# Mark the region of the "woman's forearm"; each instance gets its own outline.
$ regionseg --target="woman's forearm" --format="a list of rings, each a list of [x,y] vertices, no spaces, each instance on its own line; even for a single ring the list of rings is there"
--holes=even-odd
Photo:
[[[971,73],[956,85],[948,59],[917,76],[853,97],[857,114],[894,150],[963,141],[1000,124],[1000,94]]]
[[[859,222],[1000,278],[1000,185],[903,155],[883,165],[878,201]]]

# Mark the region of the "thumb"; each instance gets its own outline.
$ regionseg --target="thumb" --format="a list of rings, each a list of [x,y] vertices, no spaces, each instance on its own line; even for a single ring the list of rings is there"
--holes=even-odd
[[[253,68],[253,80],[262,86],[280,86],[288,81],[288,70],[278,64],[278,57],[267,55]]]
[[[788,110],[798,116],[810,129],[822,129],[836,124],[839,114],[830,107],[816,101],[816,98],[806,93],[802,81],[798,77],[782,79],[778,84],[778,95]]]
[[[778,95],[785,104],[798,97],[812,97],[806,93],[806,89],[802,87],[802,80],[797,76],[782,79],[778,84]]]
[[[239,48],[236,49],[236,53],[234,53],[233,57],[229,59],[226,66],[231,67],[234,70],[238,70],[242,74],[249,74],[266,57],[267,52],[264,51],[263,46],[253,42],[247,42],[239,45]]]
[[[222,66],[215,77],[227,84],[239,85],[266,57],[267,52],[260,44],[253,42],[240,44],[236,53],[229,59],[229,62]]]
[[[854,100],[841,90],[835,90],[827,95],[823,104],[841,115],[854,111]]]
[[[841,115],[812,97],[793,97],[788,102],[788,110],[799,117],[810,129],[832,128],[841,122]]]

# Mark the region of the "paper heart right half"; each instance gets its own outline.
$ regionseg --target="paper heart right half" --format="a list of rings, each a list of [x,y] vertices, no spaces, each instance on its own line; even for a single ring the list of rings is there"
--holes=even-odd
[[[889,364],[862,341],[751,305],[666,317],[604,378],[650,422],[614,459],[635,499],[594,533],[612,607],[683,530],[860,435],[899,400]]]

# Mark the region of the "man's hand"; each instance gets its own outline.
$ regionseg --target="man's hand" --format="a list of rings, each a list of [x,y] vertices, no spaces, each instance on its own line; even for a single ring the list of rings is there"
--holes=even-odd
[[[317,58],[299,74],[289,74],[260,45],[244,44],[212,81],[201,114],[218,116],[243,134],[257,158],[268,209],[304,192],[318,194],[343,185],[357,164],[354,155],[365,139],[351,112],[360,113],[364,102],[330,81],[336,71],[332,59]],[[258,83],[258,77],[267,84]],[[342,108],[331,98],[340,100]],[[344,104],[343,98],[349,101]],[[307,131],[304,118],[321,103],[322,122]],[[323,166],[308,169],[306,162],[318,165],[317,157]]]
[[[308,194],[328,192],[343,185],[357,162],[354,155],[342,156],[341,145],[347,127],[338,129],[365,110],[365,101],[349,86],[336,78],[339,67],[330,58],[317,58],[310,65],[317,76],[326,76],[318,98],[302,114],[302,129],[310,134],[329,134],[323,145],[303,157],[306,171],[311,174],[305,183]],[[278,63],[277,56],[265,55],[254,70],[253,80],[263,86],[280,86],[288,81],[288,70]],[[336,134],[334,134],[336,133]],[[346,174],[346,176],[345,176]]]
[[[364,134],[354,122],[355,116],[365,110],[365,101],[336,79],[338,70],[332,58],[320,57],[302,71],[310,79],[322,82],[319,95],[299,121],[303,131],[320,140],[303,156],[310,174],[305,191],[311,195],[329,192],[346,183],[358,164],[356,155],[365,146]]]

AIM OF THE TASK: Each line above should be duplicated without any alteration.

SOLUTION FOR THIS TASK:
# Mark the region of the "woman's forearm"; each instance gets its own outline.
$ regionseg --target="woman's forearm" --format="a list of rings, each a list of [x,y] vertices, no spaces, each instance on its own line; even for a single ring the list of rings is there"
--holes=even-odd
Photo:
[[[971,73],[956,85],[948,59],[917,76],[853,97],[857,114],[894,150],[963,141],[1000,124],[1000,94]]]
[[[859,222],[1000,278],[1000,185],[903,155],[883,165],[878,201]]]

# Mark the region of the "thumb"; each instance gets its own outline.
$ regionseg --target="thumb" --format="a list of rings, each a list of [x,y] vertices, no spaces, each instance on its own line; even for a single ring the list of rings is there"
--holes=even-odd
[[[253,68],[253,80],[262,86],[280,86],[288,81],[288,70],[278,64],[278,57],[267,55]]]
[[[788,110],[798,116],[810,129],[822,129],[836,124],[839,114],[830,107],[816,101],[816,98],[806,93],[802,81],[798,77],[782,79],[778,84],[778,95]]]
[[[778,95],[785,104],[798,97],[812,97],[806,93],[806,89],[802,87],[802,80],[797,76],[782,79],[778,84]]]
[[[239,48],[236,49],[236,53],[234,53],[233,57],[229,59],[226,66],[231,67],[234,70],[238,70],[242,74],[249,74],[266,57],[267,52],[264,51],[263,46],[253,42],[247,42],[239,45]]]
[[[222,66],[215,77],[227,84],[239,85],[266,57],[267,52],[260,44],[253,42],[240,44],[236,53],[229,59],[229,62]]]
[[[854,100],[841,90],[835,90],[827,95],[823,104],[841,115],[854,111]]]
[[[841,115],[812,97],[793,97],[788,102],[788,110],[799,117],[810,129],[832,128],[841,122]]]

# Mark the region of the "paper heart right half"; each instance gets its own outline.
$ regionseg --target="paper heart right half" --format="a list of rings, each a list of [x,y] vertices, no spaces, each instance on its own line; even for a single ring the list of rings is there"
--holes=even-odd
[[[889,364],[862,341],[751,305],[666,317],[604,378],[650,422],[614,459],[635,499],[594,533],[612,607],[683,530],[860,435],[899,400]]]

# Mark the region of the "man's hand"; each instance gets its own outline.
$ regionseg --target="man's hand" --format="a list of rings, each a list of [x,y] vertices, no spaces, each instance on its own line; even for a single ring the list of rings is there"
--holes=even-odd
[[[317,58],[299,74],[289,74],[260,45],[244,44],[212,81],[201,114],[218,116],[243,134],[257,158],[268,209],[304,192],[318,194],[343,185],[357,164],[354,155],[365,139],[351,112],[360,113],[364,102],[330,81],[336,71],[332,59]],[[258,83],[258,77],[267,84]],[[342,108],[331,98],[340,100]],[[344,104],[343,98],[349,101]],[[307,131],[304,118],[321,103],[322,122]],[[323,166],[308,169],[306,162],[318,165],[317,157]]]
[[[308,194],[328,192],[343,185],[357,162],[354,155],[342,156],[341,145],[347,127],[338,129],[365,110],[365,101],[349,86],[336,78],[339,67],[330,58],[317,58],[310,65],[317,76],[326,76],[318,98],[302,114],[302,129],[310,134],[329,134],[323,145],[303,157],[306,171],[311,174],[305,183]],[[278,63],[277,56],[265,55],[254,70],[253,80],[263,86],[280,86],[288,81],[288,70]],[[336,134],[334,134],[336,133]],[[346,174],[346,176],[345,176]]]
[[[364,134],[354,122],[355,116],[365,110],[365,101],[336,79],[338,70],[332,58],[320,57],[302,71],[310,79],[322,82],[319,95],[299,121],[303,131],[320,140],[303,156],[310,174],[305,191],[311,195],[329,192],[346,183],[358,164],[356,155],[365,146]]]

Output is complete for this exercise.